**Written task**
Please extend the passage on Fiducia's payment and printing services, picking up right after its final sentence rather than drawing on the entries.

**Document segment**
Together with the Postbank, Star Financial and GAD, Fiducia is the founder of Fiducia Giropay GmbH, suppliers of the online payment process of the same name. Fiducia is also, together with GAD, responsible for the technical and operational implementation of the payment procedure in the cooperative banks.

=== Printing and mailing ===

The Printing and Mailing services include custom printing and enveloping services, mail, electronic signature, archiving and invoice receipt processing.

- Data transfer via the Internet, ISDN, disk or leased line
- Data under strict privacy activities (banking secrecy)
- Print, cut, folding, insertion of invoice documents, formal notices, wage and salary slips, mailings
- Postage Optimization
- Sold by Postal Service/Courier Service
- Internal Tracking
- Optional: legal electronic invoices with electronic signature and archiving

As of 2012 Fiducia operates for 1,500 customers:

- 22 printing systems with a capacity of 14,200 pages per minute
- 13 envelope routes with a capacity of up to 52,000 envelopes per hour

In 2012, approximately 523 million DIN-A4 pages were printed and 177 million printed letters were enveloped and sent.

**Source entries**
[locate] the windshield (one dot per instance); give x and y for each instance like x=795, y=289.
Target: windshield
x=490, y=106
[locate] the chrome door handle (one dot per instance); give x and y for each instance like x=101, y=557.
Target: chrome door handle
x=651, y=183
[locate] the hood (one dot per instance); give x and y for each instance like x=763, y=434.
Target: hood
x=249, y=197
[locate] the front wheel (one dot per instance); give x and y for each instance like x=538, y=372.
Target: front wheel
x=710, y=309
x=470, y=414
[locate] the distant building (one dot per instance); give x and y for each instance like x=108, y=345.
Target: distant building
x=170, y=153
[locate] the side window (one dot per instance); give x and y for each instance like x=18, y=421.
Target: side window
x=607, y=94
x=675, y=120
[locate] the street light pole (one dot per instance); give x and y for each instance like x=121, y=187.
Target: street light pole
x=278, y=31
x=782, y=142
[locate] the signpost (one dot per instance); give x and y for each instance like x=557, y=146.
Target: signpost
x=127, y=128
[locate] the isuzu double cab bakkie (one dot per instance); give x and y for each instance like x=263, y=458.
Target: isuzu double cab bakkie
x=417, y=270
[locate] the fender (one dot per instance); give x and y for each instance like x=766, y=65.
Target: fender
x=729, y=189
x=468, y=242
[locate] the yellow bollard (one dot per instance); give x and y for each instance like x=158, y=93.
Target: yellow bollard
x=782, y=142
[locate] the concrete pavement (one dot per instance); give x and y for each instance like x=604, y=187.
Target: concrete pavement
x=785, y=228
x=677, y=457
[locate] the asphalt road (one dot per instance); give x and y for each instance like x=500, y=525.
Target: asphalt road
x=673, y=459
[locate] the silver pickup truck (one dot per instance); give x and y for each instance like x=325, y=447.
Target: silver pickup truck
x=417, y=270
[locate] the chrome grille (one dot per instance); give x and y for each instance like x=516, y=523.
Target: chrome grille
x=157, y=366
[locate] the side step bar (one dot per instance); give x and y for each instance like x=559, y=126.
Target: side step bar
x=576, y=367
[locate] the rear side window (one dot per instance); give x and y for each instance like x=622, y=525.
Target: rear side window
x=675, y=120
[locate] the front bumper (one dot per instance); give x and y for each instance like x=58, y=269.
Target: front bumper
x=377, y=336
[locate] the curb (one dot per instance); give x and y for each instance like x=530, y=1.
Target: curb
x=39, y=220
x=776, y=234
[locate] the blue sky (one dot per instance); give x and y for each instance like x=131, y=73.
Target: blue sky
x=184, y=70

**Written response**
== Discontinued Activities ==

=== Internet & Telephone Services VR-Web ===

Fiducia was the operator of the Internet service provider VR-Web, which completed its business operations in 2012. The main target group of VR-Web were customers and employees of the local cooperative banks and other cooperative institutions. VR-Web and VR-Web Phone offered Internet access and landline telephones. From 1 December 2010, however, the service was available only for existing customers and on 30 November 2012, the business was finally stopped.

== Sponsorship ==

Fiducia IT AG is the main and title sponsor of the Baden marathon. In addition, the company has sponsored the Karlsruher SC since the 2005/2006 season (since 2010/2011 as the exclusive sponsor), and the open-air event "Classic at the tower."